INSTRUCTIONS TO FOLLOW.
Rewrite the lines from the one containing "[locate] man in dark" through the final line, requests included, adding -22 to every x and y coordinate in the answers. Leave the pictures out.

STORED RECORDS.
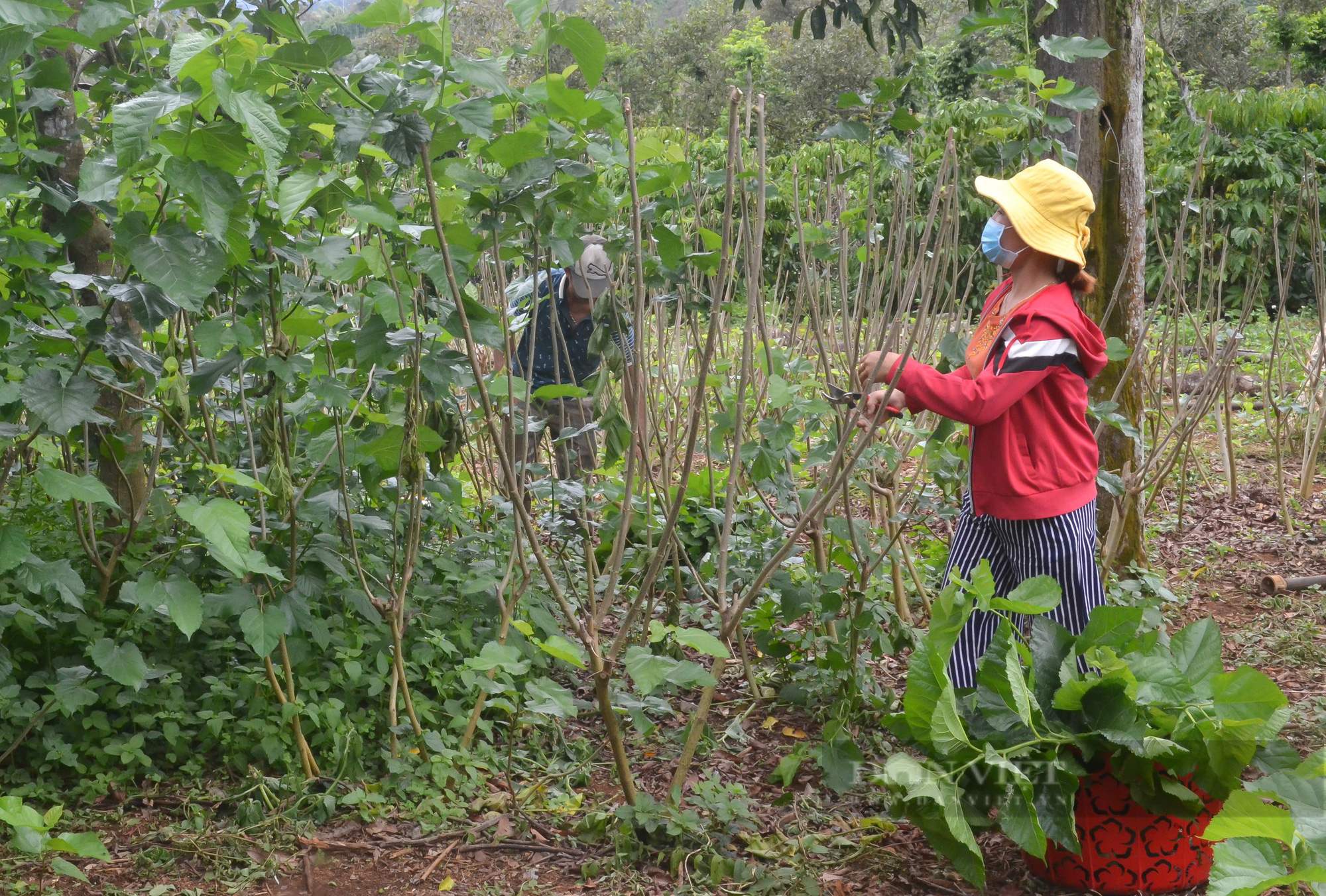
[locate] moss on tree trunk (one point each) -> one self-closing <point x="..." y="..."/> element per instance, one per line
<point x="1111" y="158"/>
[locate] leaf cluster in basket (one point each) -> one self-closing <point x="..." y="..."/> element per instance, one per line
<point x="1008" y="755"/>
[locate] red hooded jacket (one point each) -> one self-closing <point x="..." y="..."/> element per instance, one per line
<point x="1034" y="454"/>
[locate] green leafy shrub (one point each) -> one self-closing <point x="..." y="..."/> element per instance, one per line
<point x="32" y="837"/>
<point x="1161" y="708"/>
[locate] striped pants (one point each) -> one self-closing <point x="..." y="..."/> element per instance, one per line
<point x="1063" y="548"/>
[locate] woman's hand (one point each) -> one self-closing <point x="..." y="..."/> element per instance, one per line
<point x="867" y="369"/>
<point x="871" y="408"/>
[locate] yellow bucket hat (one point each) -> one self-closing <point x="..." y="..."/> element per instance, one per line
<point x="1048" y="206"/>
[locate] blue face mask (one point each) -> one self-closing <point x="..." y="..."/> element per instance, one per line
<point x="994" y="247"/>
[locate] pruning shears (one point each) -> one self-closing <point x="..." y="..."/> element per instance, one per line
<point x="836" y="396"/>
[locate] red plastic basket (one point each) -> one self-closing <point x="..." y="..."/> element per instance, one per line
<point x="1126" y="850"/>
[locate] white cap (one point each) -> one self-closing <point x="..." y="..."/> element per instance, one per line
<point x="593" y="274"/>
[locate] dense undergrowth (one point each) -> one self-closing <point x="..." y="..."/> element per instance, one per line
<point x="261" y="514"/>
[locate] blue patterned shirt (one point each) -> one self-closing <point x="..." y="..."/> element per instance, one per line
<point x="567" y="361"/>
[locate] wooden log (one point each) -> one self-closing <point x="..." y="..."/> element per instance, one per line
<point x="1280" y="585"/>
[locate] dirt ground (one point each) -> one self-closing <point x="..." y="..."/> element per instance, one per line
<point x="1214" y="564"/>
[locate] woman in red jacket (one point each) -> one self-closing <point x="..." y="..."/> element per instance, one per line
<point x="1031" y="504"/>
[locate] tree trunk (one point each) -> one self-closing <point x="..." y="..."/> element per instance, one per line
<point x="1111" y="158"/>
<point x="88" y="239"/>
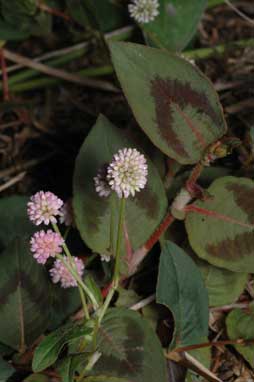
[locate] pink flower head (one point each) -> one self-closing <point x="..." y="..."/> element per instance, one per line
<point x="43" y="207"/>
<point x="66" y="214"/>
<point x="45" y="245"/>
<point x="60" y="273"/>
<point x="101" y="184"/>
<point x="127" y="173"/>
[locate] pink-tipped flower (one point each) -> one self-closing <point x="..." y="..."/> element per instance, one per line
<point x="44" y="207"/>
<point x="46" y="244"/>
<point x="144" y="11"/>
<point x="101" y="184"/>
<point x="60" y="273"/>
<point x="127" y="173"/>
<point x="66" y="214"/>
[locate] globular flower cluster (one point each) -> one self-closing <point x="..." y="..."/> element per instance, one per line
<point x="45" y="244"/>
<point x="144" y="11"/>
<point x="44" y="207"/>
<point x="60" y="273"/>
<point x="126" y="174"/>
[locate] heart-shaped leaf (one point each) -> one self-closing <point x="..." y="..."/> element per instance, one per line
<point x="223" y="286"/>
<point x="48" y="350"/>
<point x="130" y="349"/>
<point x="176" y="23"/>
<point x="240" y="325"/>
<point x="181" y="289"/>
<point x="173" y="102"/>
<point x="93" y="213"/>
<point x="24" y="296"/>
<point x="221" y="229"/>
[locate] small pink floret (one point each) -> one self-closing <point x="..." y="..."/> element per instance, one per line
<point x="44" y="207"/>
<point x="66" y="214"/>
<point x="59" y="273"/>
<point x="46" y="244"/>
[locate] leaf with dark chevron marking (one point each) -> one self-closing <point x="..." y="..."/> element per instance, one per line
<point x="173" y="102"/>
<point x="144" y="212"/>
<point x="24" y="296"/>
<point x="129" y="348"/>
<point x="221" y="229"/>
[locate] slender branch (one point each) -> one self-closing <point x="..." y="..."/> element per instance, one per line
<point x="116" y="275"/>
<point x="203" y="53"/>
<point x="58" y="73"/>
<point x="215" y="343"/>
<point x="141" y="304"/>
<point x="237" y="11"/>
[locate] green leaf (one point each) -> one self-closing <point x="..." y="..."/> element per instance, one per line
<point x="240" y="325"/>
<point x="176" y="23"/>
<point x="48" y="350"/>
<point x="173" y="102"/>
<point x="24" y="296"/>
<point x="93" y="213"/>
<point x="130" y="349"/>
<point x="221" y="231"/>
<point x="37" y="378"/>
<point x="65" y="302"/>
<point x="6" y="370"/>
<point x="180" y="287"/>
<point x="223" y="286"/>
<point x="65" y="370"/>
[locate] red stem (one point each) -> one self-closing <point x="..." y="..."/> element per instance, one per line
<point x="168" y="220"/>
<point x="6" y="94"/>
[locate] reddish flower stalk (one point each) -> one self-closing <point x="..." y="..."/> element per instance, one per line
<point x="203" y="211"/>
<point x="6" y="93"/>
<point x="54" y="12"/>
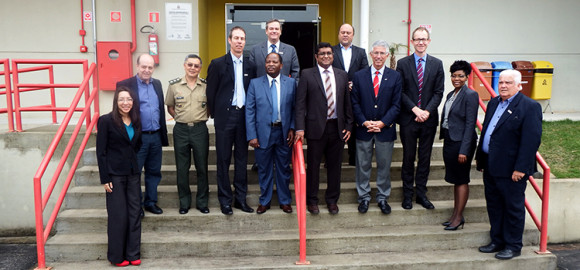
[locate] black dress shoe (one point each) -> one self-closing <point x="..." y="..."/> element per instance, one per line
<point x="407" y="203"/>
<point x="226" y="210"/>
<point x="243" y="206"/>
<point x="425" y="203"/>
<point x="363" y="207"/>
<point x="203" y="210"/>
<point x="154" y="209"/>
<point x="490" y="248"/>
<point x="385" y="207"/>
<point x="507" y="254"/>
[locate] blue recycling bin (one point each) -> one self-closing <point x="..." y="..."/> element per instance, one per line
<point x="498" y="67"/>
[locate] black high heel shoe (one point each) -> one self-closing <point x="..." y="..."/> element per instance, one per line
<point x="451" y="228"/>
<point x="447" y="223"/>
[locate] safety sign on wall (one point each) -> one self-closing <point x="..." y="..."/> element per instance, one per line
<point x="179" y="25"/>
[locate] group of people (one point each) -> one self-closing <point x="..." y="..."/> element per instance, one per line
<point x="265" y="101"/>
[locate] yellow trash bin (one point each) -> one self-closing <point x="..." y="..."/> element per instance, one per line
<point x="544" y="71"/>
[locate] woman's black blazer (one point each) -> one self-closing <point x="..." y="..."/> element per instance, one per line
<point x="116" y="154"/>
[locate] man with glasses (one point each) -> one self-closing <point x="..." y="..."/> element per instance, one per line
<point x="376" y="97"/>
<point x="187" y="103"/>
<point x="228" y="78"/>
<point x="421" y="95"/>
<point x="324" y="117"/>
<point x="149" y="101"/>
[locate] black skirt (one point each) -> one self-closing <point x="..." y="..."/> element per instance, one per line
<point x="455" y="172"/>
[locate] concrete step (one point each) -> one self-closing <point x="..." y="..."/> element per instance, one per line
<point x="94" y="220"/>
<point x="459" y="259"/>
<point x="90" y="158"/>
<point x="332" y="240"/>
<point x="89" y="175"/>
<point x="82" y="197"/>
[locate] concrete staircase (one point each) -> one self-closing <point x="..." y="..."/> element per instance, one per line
<point x="405" y="239"/>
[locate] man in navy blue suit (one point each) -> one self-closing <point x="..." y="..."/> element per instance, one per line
<point x="506" y="154"/>
<point x="376" y="96"/>
<point x="270" y="130"/>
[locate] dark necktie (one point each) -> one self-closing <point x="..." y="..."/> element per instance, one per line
<point x="420" y="80"/>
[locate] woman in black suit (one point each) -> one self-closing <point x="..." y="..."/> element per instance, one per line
<point x="118" y="141"/>
<point x="458" y="132"/>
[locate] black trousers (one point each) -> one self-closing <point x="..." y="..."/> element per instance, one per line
<point x="505" y="201"/>
<point x="331" y="146"/>
<point x="233" y="134"/>
<point x="124" y="219"/>
<point x="424" y="135"/>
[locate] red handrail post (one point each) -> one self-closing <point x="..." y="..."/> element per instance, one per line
<point x="300" y="194"/>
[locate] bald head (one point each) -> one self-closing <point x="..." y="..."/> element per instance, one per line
<point x="145" y="67"/>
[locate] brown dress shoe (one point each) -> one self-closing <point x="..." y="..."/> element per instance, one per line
<point x="313" y="209"/>
<point x="286" y="208"/>
<point x="262" y="209"/>
<point x="333" y="208"/>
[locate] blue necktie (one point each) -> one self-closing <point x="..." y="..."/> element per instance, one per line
<point x="274" y="101"/>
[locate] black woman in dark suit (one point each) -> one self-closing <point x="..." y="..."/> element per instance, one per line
<point x="118" y="141"/>
<point x="460" y="139"/>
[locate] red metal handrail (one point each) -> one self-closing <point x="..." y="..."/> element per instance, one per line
<point x="40" y="201"/>
<point x="544" y="193"/>
<point x="8" y="92"/>
<point x="300" y="194"/>
<point x="21" y="87"/>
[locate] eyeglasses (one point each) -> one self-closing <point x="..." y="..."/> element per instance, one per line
<point x="379" y="53"/>
<point x="325" y="54"/>
<point x="125" y="100"/>
<point x="419" y="40"/>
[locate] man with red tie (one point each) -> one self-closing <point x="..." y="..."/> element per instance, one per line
<point x="376" y="95"/>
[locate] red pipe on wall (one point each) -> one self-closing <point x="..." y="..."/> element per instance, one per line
<point x="133" y="28"/>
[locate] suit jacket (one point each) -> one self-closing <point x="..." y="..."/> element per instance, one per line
<point x="311" y="105"/>
<point x="220" y="86"/>
<point x="462" y="118"/>
<point x="116" y="154"/>
<point x="358" y="60"/>
<point x="259" y="108"/>
<point x="515" y="139"/>
<point x="290" y="65"/>
<point x="131" y="83"/>
<point x="385" y="107"/>
<point x="431" y="95"/>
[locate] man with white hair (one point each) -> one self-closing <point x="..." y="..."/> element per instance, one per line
<point x="506" y="154"/>
<point x="376" y="97"/>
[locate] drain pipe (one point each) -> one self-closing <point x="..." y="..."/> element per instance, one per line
<point x="364" y="24"/>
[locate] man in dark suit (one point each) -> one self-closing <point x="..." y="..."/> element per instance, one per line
<point x="324" y="116"/>
<point x="228" y="77"/>
<point x="506" y="154"/>
<point x="421" y="95"/>
<point x="290" y="65"/>
<point x="270" y="130"/>
<point x="150" y="104"/>
<point x="351" y="59"/>
<point x="376" y="98"/>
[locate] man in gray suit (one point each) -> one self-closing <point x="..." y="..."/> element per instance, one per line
<point x="290" y="66"/>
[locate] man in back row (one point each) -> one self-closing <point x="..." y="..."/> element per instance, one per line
<point x="150" y="104"/>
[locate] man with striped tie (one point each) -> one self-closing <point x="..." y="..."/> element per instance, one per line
<point x="421" y="95"/>
<point x="324" y="117"/>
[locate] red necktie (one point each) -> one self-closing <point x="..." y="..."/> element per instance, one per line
<point x="376" y="83"/>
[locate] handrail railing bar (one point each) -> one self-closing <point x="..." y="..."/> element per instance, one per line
<point x="71" y="173"/>
<point x="55" y="142"/>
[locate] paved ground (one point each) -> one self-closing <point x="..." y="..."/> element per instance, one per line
<point x="22" y="255"/>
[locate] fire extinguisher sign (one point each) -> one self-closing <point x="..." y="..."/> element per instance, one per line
<point x="153" y="17"/>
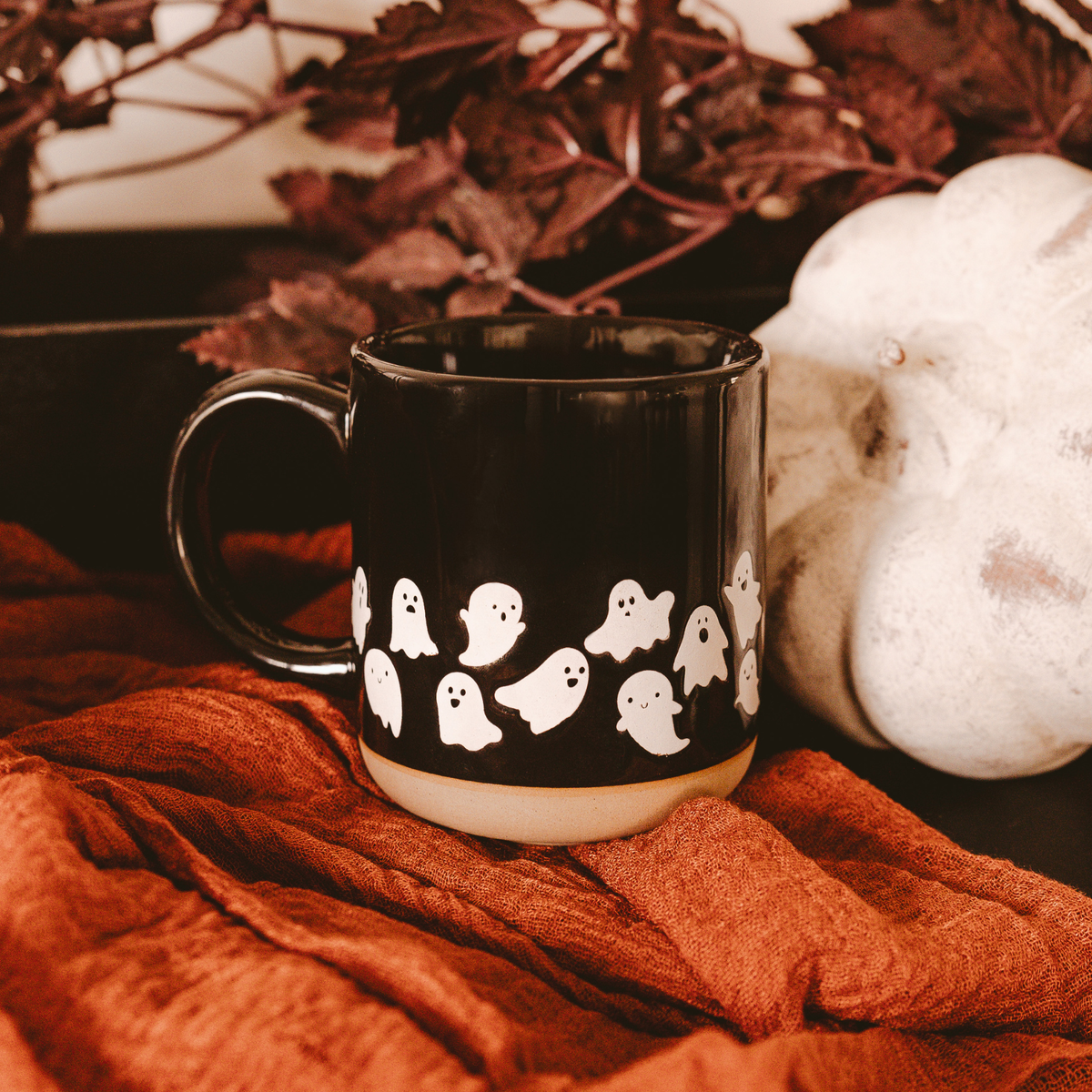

FINAL ANSWER.
[locate] man in dark suit (one point each) -> one self-closing <point x="..." y="..."/> element per instance, one per line
<point x="302" y="94"/>
<point x="206" y="55"/>
<point x="484" y="132"/>
<point x="399" y="73"/>
<point x="268" y="43"/>
<point x="248" y="108"/>
<point x="128" y="82"/>
<point x="329" y="37"/>
<point x="354" y="76"/>
[locate] man in gray suit (one point each) -> one self-closing <point x="..." y="..."/> element per instance, one per line
<point x="268" y="44"/>
[locate] man in back row (one point each) -> one self-closing <point x="..." y="..."/> element per instance, one per line
<point x="128" y="82"/>
[locate] man with striped tie (one point each) -> one self-closing <point x="..." y="..."/> element per instance, one per line
<point x="399" y="73"/>
<point x="302" y="95"/>
[locate] red necktie (one point each) -> one self-closing <point x="..." y="..."/> element per instance, one per line
<point x="354" y="61"/>
[locate] handrail railing bar (one point each) -> one self-closing <point x="..." y="..."/> element per instance, one per line
<point x="49" y="151"/>
<point x="33" y="120"/>
[locate] paved ground (one point each) -> one self-closing <point x="..." y="..."/> element per instance, one per line
<point x="0" y="233"/>
[locate] fire extinguisher sign (one point each) -> one self-closing <point x="..." y="..."/> element per instance, one per line
<point x="131" y="-5"/>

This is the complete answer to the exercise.